### [Written instruction]
Extract each line of the listing below that contains the string "green" and copy it in full. The match is case-sensitive.

### [Information supplied]
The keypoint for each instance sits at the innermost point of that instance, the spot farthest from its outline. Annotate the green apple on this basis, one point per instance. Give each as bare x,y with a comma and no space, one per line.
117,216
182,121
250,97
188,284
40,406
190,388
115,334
==
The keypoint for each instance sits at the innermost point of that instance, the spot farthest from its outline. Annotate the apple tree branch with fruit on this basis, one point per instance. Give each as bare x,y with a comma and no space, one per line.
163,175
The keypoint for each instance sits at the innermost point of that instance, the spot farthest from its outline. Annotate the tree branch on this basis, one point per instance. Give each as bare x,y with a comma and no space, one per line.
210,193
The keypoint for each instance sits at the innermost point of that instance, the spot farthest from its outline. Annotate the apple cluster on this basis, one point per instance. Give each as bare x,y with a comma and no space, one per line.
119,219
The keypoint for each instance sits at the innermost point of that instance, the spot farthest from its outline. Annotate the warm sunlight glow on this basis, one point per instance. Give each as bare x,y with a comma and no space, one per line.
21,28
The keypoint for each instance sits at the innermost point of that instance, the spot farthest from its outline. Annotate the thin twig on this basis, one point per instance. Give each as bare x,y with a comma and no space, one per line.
...
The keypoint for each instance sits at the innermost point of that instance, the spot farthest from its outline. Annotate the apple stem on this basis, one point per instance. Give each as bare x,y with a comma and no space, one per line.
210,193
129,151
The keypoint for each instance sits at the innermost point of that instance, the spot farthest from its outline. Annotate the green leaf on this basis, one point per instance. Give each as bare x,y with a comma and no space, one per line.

### [The answer]
The keypoint for each instance sits at the innermost point of that instance, the spot farthest from its outline. Annotate the green apple on this basis, one point per instance. Give each as bare x,y with a comma and no space, one per line.
The keypoint for each instance sits at the innermost point of that instance, the spot farthest from its outline. Annotate the green leaf on this basis, one point per instance. Give each as bare x,y with a comma and no space, one per line.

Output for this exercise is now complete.